[Natural language region descriptions]
....
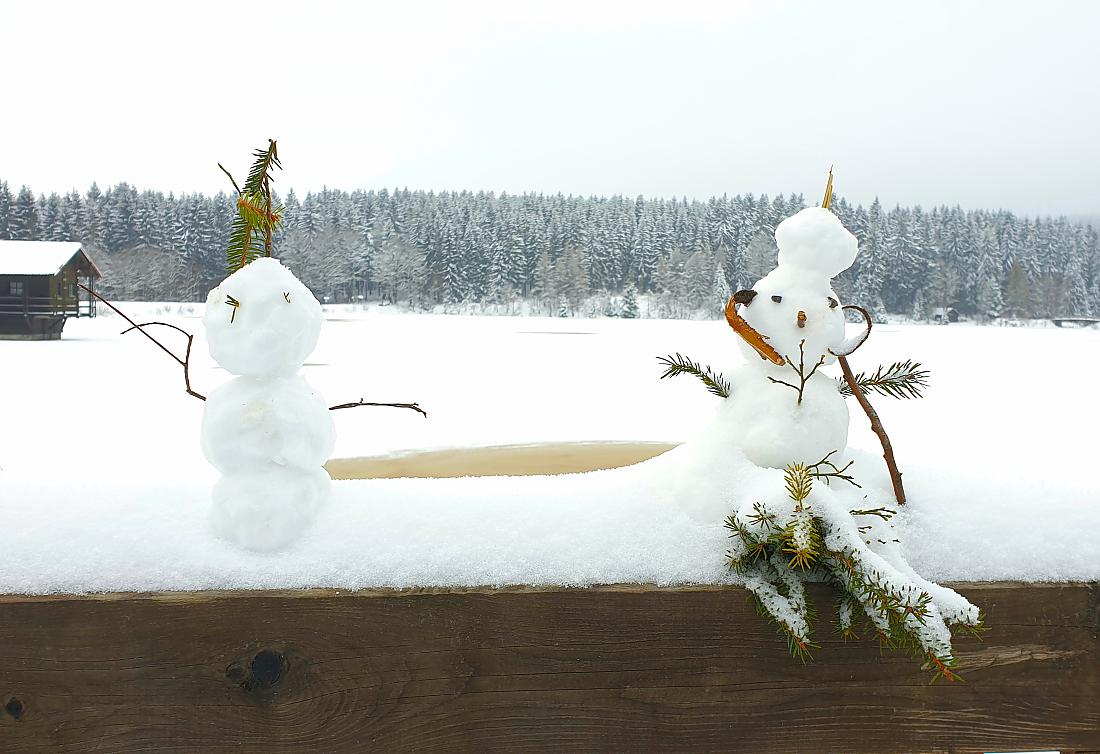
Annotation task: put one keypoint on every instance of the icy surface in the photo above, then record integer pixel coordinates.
(1000, 471)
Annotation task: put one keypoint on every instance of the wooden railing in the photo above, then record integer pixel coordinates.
(629, 668)
(28, 305)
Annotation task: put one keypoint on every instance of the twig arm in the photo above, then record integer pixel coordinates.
(361, 402)
(877, 428)
(185, 362)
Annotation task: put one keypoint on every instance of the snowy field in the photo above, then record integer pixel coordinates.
(102, 485)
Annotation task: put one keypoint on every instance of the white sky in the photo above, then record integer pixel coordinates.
(981, 104)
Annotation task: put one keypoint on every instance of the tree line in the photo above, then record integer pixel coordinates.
(571, 255)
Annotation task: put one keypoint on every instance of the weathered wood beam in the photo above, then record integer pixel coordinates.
(611, 668)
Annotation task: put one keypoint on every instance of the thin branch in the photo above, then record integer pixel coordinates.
(877, 428)
(185, 362)
(178, 329)
(800, 370)
(834, 472)
(361, 402)
(230, 178)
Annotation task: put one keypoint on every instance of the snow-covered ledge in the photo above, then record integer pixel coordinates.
(629, 667)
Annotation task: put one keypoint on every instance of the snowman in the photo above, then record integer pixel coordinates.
(791, 324)
(265, 430)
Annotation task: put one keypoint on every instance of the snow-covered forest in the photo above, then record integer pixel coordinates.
(571, 255)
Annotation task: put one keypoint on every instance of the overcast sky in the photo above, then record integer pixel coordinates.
(981, 104)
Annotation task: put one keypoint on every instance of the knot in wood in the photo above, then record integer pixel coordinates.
(267, 668)
(14, 708)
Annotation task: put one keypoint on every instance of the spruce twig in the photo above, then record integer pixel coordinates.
(877, 428)
(716, 384)
(256, 217)
(901, 380)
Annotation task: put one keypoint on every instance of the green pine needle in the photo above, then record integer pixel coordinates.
(257, 218)
(800, 481)
(900, 380)
(715, 383)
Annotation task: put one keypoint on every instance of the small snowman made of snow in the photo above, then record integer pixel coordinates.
(791, 323)
(265, 430)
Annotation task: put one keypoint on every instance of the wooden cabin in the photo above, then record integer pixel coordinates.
(39, 287)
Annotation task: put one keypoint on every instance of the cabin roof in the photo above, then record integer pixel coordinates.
(40, 258)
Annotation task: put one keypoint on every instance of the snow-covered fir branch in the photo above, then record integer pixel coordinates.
(572, 255)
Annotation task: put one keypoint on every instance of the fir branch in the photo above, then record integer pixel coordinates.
(716, 384)
(256, 219)
(901, 380)
(800, 483)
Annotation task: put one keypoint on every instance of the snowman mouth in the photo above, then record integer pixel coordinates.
(749, 335)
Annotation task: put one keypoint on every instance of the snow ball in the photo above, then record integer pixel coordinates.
(271, 329)
(279, 421)
(773, 429)
(815, 241)
(266, 507)
(774, 313)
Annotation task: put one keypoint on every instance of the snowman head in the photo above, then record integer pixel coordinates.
(793, 308)
(262, 320)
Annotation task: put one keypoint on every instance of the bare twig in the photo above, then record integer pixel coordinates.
(832, 470)
(361, 402)
(230, 178)
(800, 370)
(877, 428)
(185, 362)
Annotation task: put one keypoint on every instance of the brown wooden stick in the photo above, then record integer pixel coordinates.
(361, 402)
(187, 357)
(185, 362)
(877, 428)
(750, 336)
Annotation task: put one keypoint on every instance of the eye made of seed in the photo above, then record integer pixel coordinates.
(235, 304)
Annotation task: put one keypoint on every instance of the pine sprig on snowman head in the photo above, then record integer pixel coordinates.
(257, 217)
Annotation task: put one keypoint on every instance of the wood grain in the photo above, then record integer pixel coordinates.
(612, 668)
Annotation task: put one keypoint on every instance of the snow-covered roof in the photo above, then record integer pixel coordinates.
(39, 258)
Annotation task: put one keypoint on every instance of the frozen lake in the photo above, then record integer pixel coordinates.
(101, 467)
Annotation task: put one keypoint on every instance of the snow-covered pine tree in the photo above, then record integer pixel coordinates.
(629, 303)
(6, 210)
(23, 221)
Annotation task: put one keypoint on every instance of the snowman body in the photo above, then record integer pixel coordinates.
(800, 316)
(265, 430)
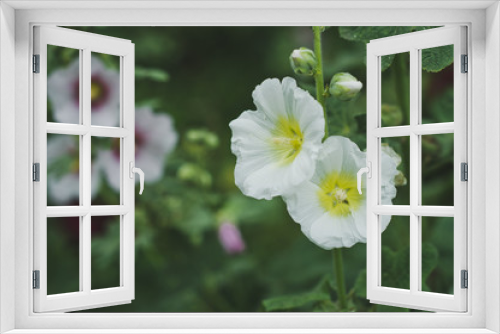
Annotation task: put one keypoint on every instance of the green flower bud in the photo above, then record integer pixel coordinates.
(345, 86)
(391, 115)
(194, 174)
(400, 179)
(202, 137)
(303, 61)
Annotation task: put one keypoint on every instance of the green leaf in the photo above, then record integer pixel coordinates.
(326, 306)
(360, 284)
(283, 303)
(386, 61)
(432, 60)
(154, 74)
(436, 59)
(442, 107)
(429, 259)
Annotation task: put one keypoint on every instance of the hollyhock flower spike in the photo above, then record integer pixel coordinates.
(331, 212)
(64, 93)
(276, 146)
(155, 139)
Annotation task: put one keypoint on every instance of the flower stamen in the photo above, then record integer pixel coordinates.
(338, 195)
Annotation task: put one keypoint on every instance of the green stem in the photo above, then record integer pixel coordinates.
(318, 75)
(402, 87)
(339, 276)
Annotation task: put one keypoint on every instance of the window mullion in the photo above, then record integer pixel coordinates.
(414, 172)
(85, 167)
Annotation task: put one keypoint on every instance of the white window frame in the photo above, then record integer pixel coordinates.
(413, 44)
(16, 21)
(85, 43)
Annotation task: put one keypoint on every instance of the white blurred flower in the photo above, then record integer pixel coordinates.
(230, 238)
(63, 91)
(62, 153)
(331, 212)
(276, 146)
(155, 139)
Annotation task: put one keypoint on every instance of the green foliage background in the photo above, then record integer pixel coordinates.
(204, 77)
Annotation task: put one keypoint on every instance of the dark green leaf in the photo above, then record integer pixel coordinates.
(290, 302)
(429, 259)
(386, 61)
(326, 306)
(436, 59)
(154, 74)
(360, 284)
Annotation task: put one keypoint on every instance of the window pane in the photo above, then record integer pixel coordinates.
(395, 150)
(63, 85)
(63, 255)
(395, 89)
(437, 170)
(105, 252)
(105, 90)
(63, 170)
(437, 84)
(395, 252)
(106, 155)
(437, 254)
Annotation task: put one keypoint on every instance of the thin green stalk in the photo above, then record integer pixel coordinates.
(318, 75)
(339, 276)
(402, 87)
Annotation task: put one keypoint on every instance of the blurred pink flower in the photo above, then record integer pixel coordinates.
(63, 89)
(155, 139)
(230, 238)
(65, 188)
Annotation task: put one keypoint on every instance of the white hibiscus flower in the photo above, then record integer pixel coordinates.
(276, 146)
(65, 188)
(331, 212)
(155, 139)
(63, 91)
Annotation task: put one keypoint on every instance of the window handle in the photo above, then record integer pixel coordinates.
(135, 170)
(368, 171)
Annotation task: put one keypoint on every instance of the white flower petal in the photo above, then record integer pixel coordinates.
(334, 229)
(64, 189)
(110, 165)
(263, 170)
(303, 206)
(61, 86)
(331, 233)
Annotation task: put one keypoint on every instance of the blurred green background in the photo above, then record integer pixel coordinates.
(203, 78)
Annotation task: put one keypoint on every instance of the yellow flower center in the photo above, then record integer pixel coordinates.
(287, 139)
(338, 194)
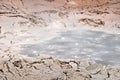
....
*TASK INSTRUCTIONS*
All entries, top to bottom, should be retyped exactly; the pictures should not be.

*ANSWER FOR THIS EXERCISE*
Annotation task: put one keypoint on every instance of the icy surface in the photo above, then record integer pixel coordinates.
(1000, 471)
Annotation task: put one keypoint on every instance of the wooden railing in the photo above, then record integer pixel coordinates.
(629, 668)
(28, 305)
Annotation task: put one keypoint on every instance of the twig arm in the photo above, then record integer pixel coordinates.
(361, 402)
(877, 428)
(185, 362)
Annotation task: put one keypoint on every instance of the snowy field in the photo above, then record integer pixel coordinates.
(102, 485)
Annotation task: put one keypoint on every instance of the white sky in the photo above, then record integer pixel coordinates.
(981, 104)
Annotation task: put one keypoint on every instance of the tree line in the photo above, then record integer pixel coordinates.
(571, 255)
Annotation task: put one keypoint on every instance of the weathered wood beam in the photo above, then record integer pixel coordinates.
(611, 668)
Annotation task: put one keypoint on every instance of the thin branch in the photo above, then record integer pixel coordinates.
(877, 428)
(185, 362)
(178, 329)
(800, 370)
(834, 472)
(361, 402)
(230, 178)
Annotation task: put one keypoint on every instance of the snow-covered ledge in the photo above, then record integer pixel coordinates.
(629, 667)
Annotation task: put one keypoint on every instance of the snowman in the photo above, then record integer pixel coordinates.
(791, 324)
(265, 430)
Annotation task: put one keypoint on every instance of the snow-covered forest in the photo above, then record integer pixel coordinates.
(571, 255)
Annotation task: put one keypoint on every instance of the overcast sky in the photo above, then record integer pixel coordinates.
(981, 104)
Annotation task: put one keypoint on every instance of the knot in wood in the photo above, then record integer pixel coordinates.
(267, 668)
(14, 708)
Annotation task: put one keypoint on every instance of the spruce twig in the photo above, then record integer pixel coordinates.
(877, 428)
(716, 384)
(256, 217)
(901, 380)
Annotation task: put one keypoint on every instance of the green pine needle in the photo above, then record integer pixel coordinates.
(257, 218)
(800, 481)
(900, 380)
(715, 383)
Annotation task: put one keypoint on every instance of the small snowman made of snow in the photo above, then record integer pixel coordinates.
(791, 323)
(265, 430)
Annotation task: put one keypoint on every instance of the wooden cabin in the photo above, then record integer pixel coordinates.
(39, 287)
Annotation task: put one keypoint on every instance of the cabin roof in the photo above, then record integer pixel coordinates.
(40, 258)
Annotation task: put one keypoint on every instance of the snow-covered fir branch in the photo above, then record integer pixel coordinates.
(572, 255)
Annotation task: put one keypoint on every instance of the fir branch in the photo above, then record integer pixel coordinates.
(716, 384)
(256, 219)
(901, 380)
(800, 483)
Annotation task: put one keypoint on every instance of the snowman mouth in the photo above, then record integer pixel coordinates.
(749, 335)
Annotation task: put one keypoint on every instance of the snow ball in the photo above, then record integer pixel coordinates.
(271, 329)
(279, 421)
(773, 429)
(815, 241)
(266, 507)
(774, 313)
Annotation task: put one keypoint on every instance of the snowman head in the photo above, then record integer pixel coordinates.
(793, 308)
(262, 320)
Annotation task: put one keypoint on every instance of the bare twig in the photo above, then record integer pixel coordinates.
(832, 470)
(361, 402)
(230, 178)
(800, 370)
(877, 428)
(185, 362)
Annotation task: put one keypoint on every instance of the brown wooden stick in the photo above, then record integer pixel coordinates.
(361, 402)
(187, 357)
(185, 362)
(877, 428)
(750, 336)
Annotation task: put one keypoint on every instance of the eye made of seed in the photo above, then record integer pixel coordinates.
(235, 304)
Annotation task: put one keypoint on every instance of the pine sprig on snowman head in the photo above, then record integer pixel coordinates.
(257, 217)
Annotation task: put one keypoint on every instance of the wood grain in the photo above, then record integer pixel coordinates.
(612, 668)
Annotation task: put one keypoint on every instance of the snow-covered roof in the photo above, then record integer pixel coordinates.
(39, 258)
Annotation task: put one keypoint on every instance of the frozen lake in the photo above, then record integer pixel coordinates.
(101, 467)
Annotation task: put one keypoint on every instance of the snow-covered pine tree in the photo above, then record integer pixel coordinates.
(629, 303)
(6, 210)
(23, 221)
Annotation task: put one keypoint on every instance of the snowman body in the photo above, then record integer pixel coordinates.
(800, 316)
(265, 430)
Annotation task: put one keypoint on every instance of the green flower bud in the photo above, then record integer pixel coordinates.
(345, 86)
(391, 115)
(194, 174)
(400, 179)
(202, 137)
(303, 61)
Annotation task: put one keypoint on every instance of the green leaf in the photo above, then record integer pixel coordinates.
(326, 306)
(360, 284)
(283, 303)
(386, 61)
(432, 60)
(154, 74)
(436, 59)
(442, 107)
(429, 259)
Annotation task: put one keypoint on every instance of the hollyhock flower spike in the photo above, then record integer pixel coordinates.
(331, 212)
(64, 93)
(276, 146)
(155, 139)
Annotation task: put one keypoint on every instance of the flower stamen in the photo above, then record integer pixel coordinates.
(338, 195)
Annotation task: put one keypoint on every instance of the green stem in the photo above, then record integer pixel coordinates.
(318, 75)
(402, 87)
(339, 276)
Annotation task: put one keypoint on every instance of the window mullion in the photo above, then record integer pixel coordinates.
(414, 172)
(85, 167)
Annotation task: put one keypoint on every instance of the white window frame in the photo above, then record integer pixel coordinates.
(413, 44)
(16, 21)
(85, 43)
Annotation task: put one keypoint on every instance of the white blurred flower in the photo above, then record integer pixel coordinates.
(230, 238)
(63, 91)
(62, 153)
(331, 212)
(276, 146)
(155, 139)
Annotation task: put one keypoint on every instance of the green foliage background in the photo above, then record integer pixel coordinates.
(204, 77)
Annotation task: put one keypoint on every instance of the dark green leaf in the photo above, then record integer pixel coordinates.
(290, 302)
(429, 259)
(386, 61)
(326, 306)
(436, 59)
(154, 74)
(360, 284)
Annotation task: put one keypoint on every instance of the window pane in the photo above, then record integer pixel coordinates.
(395, 150)
(63, 85)
(63, 255)
(395, 89)
(437, 170)
(105, 252)
(105, 90)
(63, 170)
(437, 84)
(395, 252)
(106, 155)
(437, 254)
Annotation task: put one keypoint on every instance of the thin green stalk in the photo above, then record integer pixel coordinates.
(318, 75)
(339, 276)
(402, 87)
Annotation task: put one keypoint on every instance of the blurred pink flower in the photo above, then record integer pixel coordinates.
(63, 89)
(155, 139)
(230, 238)
(65, 188)
Annotation task: put one keypoint on every instance of the white hibiscus flower in the photo above, then record integer pixel coordinates.
(276, 146)
(65, 188)
(331, 212)
(155, 139)
(63, 91)
Annotation task: put one keypoint on every instance of the window handle in the photo above, then record integer pixel coordinates.
(135, 170)
(368, 171)
Annotation task: put one keypoint on every instance of the white flower petal in the photo above, then record integer pixel coordinates.
(334, 229)
(64, 189)
(110, 165)
(263, 170)
(303, 206)
(61, 86)
(331, 233)
Annotation task: put one keypoint on every instance of the blurred green background in the photo above, then record integer pixel coordinates.
(203, 78)
Annotation task: put one keypoint on every instance of the yellow flower center in the photo above, then record integer pixel coordinates.
(287, 139)
(338, 194)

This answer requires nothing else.